Stated goal: Set out every line of the listing below as a JSON list of strings, one string per line, with blank lines dropped. Leave the pictures out.

Listed entries:

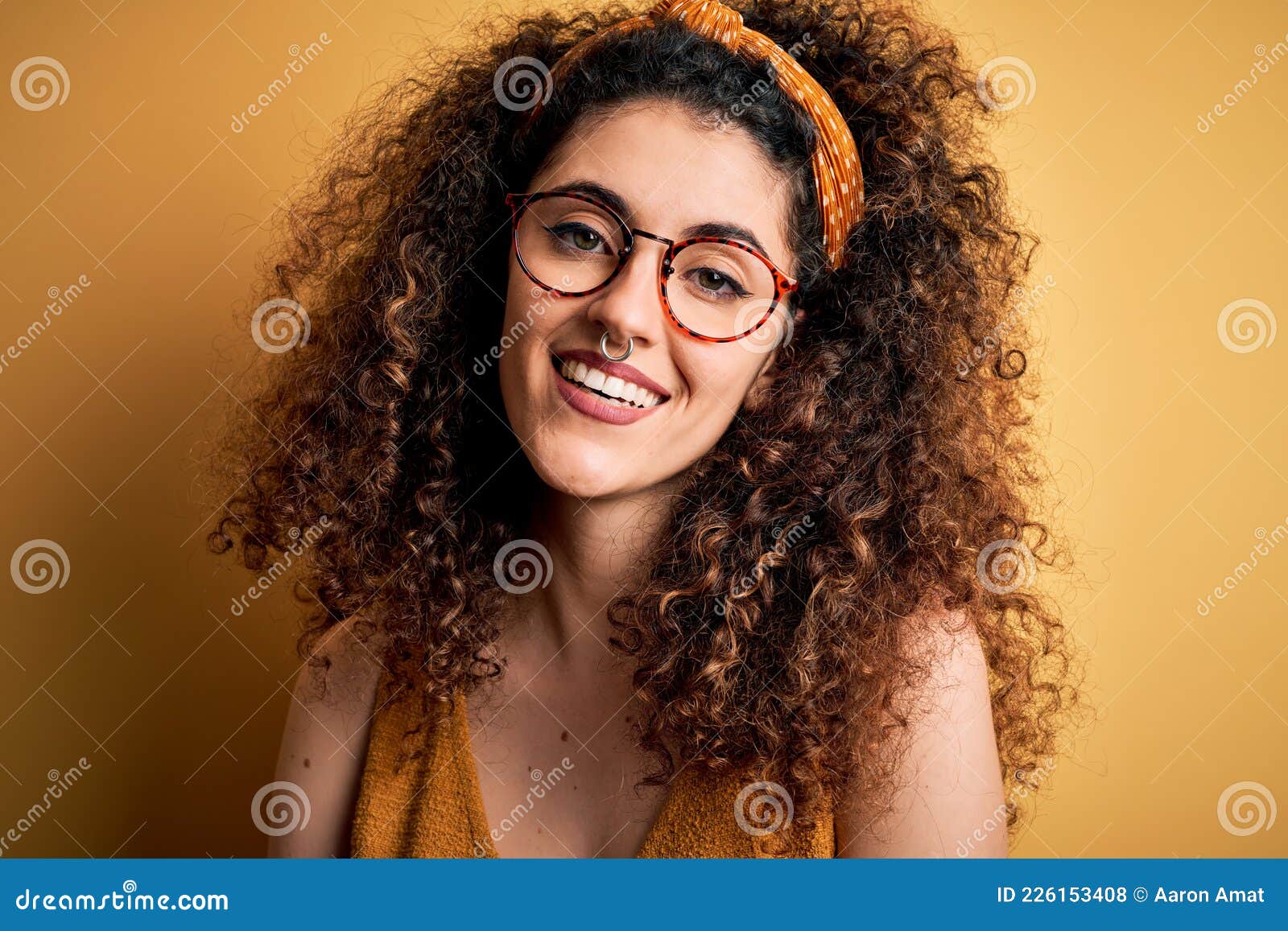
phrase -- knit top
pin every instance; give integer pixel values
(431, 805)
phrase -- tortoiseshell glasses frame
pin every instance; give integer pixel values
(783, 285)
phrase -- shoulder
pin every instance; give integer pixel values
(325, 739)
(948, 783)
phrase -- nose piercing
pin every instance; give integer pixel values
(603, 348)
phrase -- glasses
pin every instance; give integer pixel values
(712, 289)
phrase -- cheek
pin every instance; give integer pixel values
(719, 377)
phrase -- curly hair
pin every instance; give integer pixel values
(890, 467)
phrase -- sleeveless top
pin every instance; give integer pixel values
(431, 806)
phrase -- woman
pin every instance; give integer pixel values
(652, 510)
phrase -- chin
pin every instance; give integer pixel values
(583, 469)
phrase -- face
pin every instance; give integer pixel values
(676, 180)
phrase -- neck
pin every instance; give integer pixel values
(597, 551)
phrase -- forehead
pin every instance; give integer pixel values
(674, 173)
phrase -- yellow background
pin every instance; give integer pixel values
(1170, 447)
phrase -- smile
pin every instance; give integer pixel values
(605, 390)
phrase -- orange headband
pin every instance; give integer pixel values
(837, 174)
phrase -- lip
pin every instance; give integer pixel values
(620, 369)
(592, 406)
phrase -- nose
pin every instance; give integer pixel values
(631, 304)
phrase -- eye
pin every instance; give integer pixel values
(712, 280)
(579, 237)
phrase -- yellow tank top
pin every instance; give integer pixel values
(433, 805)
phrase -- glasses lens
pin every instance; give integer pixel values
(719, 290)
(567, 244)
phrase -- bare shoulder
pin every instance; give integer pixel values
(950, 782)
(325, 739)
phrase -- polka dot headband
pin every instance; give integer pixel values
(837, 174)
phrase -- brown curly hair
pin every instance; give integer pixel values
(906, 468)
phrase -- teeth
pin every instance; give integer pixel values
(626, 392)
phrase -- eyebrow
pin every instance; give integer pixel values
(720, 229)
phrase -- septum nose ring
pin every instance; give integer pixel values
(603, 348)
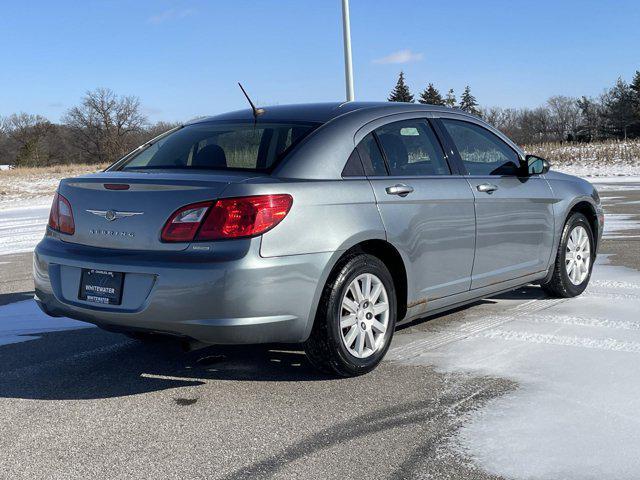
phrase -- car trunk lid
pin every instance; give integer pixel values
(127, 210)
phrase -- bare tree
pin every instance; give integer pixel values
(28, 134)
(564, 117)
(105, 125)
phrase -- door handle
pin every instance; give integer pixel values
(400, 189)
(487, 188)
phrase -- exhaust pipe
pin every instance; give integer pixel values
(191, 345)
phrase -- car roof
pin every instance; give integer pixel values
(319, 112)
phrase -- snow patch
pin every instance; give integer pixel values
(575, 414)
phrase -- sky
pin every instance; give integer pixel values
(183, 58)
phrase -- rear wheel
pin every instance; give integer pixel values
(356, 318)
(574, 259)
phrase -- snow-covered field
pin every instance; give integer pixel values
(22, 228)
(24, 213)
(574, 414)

Exercise answer:
[
  "phrase -- knit top",
  "pin every instance; give integer pixel values",
  "(431, 805)",
  "phrase -- tortoiseshell glasses frame",
  "pin every instance; give integer pixel values",
  "(783, 285)",
  "phrase -- shoulder",
  "pin every instance; give integer pixel values",
  "(325, 739)",
  "(948, 783)",
  "phrase -- nose piercing",
  "pin every instance; give integer pixel values",
  "(603, 348)",
  "phrase -- glasses",
  "pin every instance; give integer pixel values",
  "(712, 289)",
  "phrase -- cheek",
  "pin every instance; give integer pixel values",
  "(719, 377)",
  "phrase -- curly hair",
  "pin every instance; give integer pixel values",
  "(890, 467)",
  "phrase -- sleeveless top",
  "pin every instance; give integer pixel values",
  "(431, 806)",
  "phrase -- woman",
  "pin every instance; give integer pixel values",
  "(652, 510)",
  "phrase -- chin",
  "pin every instance; give integer pixel values",
  "(583, 469)",
  "phrase -- face",
  "pin every instance; give integer pixel values",
  "(676, 180)",
  "phrase -- neck",
  "pin every instance; give integer pixel values",
  "(597, 551)",
  "phrase -- forehead",
  "pin every instance; give integer pixel values",
  "(674, 173)",
  "phrase -- yellow background",
  "pin every instance; give integer pixel values",
  "(1170, 447)",
  "phrase -- smile",
  "pin every instance; give integer pixel values",
  "(605, 390)",
  "phrase -- orange headband",
  "pin every instance; give integer pixel values",
  "(837, 174)",
  "phrase -- lip",
  "pin every instance; give integer pixel values",
  "(620, 369)",
  "(592, 406)",
  "phrase -- nose",
  "pin every instance; give integer pixel values",
  "(631, 304)",
  "phrase -- eye",
  "pin every instance; give integer pixel values",
  "(712, 280)",
  "(579, 237)",
  "phrase -- yellow tank top",
  "pin every instance; give integer pixel values",
  "(433, 805)",
  "phrase -- glasses lens",
  "pin every instance; give integer pixel values",
  "(719, 290)",
  "(567, 244)",
  "phrase -- bare shoulder",
  "pin every instance; give integer pixel values",
  "(950, 782)",
  "(325, 739)",
  "phrase -- polka dot headband",
  "pin every instance; give integer pixel values",
  "(837, 174)",
  "phrase -- brown curly hair",
  "pin every instance; give integer pixel values",
  "(906, 468)",
  "phrase -- teeth",
  "pin every instance; give integer pixel values",
  "(626, 392)",
  "phrase -- eyebrow",
  "pin every instance; give integer pixel values",
  "(720, 229)",
  "phrase -- septum nose ring",
  "pin every instance; give integer pixel values",
  "(603, 348)",
  "phrase -- car trunk lid",
  "pin every instance; give integer pixel values",
  "(127, 210)",
  "phrase -- bare tree",
  "pin every instance; give integer pixel values",
  "(28, 134)",
  "(564, 117)",
  "(105, 125)",
  "phrase -- door handle",
  "pin every instance; give integer pixel values",
  "(400, 189)",
  "(487, 188)",
  "phrase -- exhaust pipe",
  "pin every instance; give integer pixel values",
  "(191, 345)",
  "phrase -- car roof",
  "pin every instance; give integer pixel values",
  "(319, 112)",
  "phrase -- snow patch",
  "pin every instance; give integer pixel values",
  "(575, 414)",
  "phrase -- sky",
  "pin every instance; give integer pixel values",
  "(183, 58)",
  "phrase -- rear wheel",
  "pin every instance; give integer pixel values",
  "(356, 318)",
  "(574, 259)",
  "phrase -- snow-covered field",
  "pin every instance; give integer pixel values",
  "(22, 228)",
  "(24, 213)",
  "(574, 414)"
]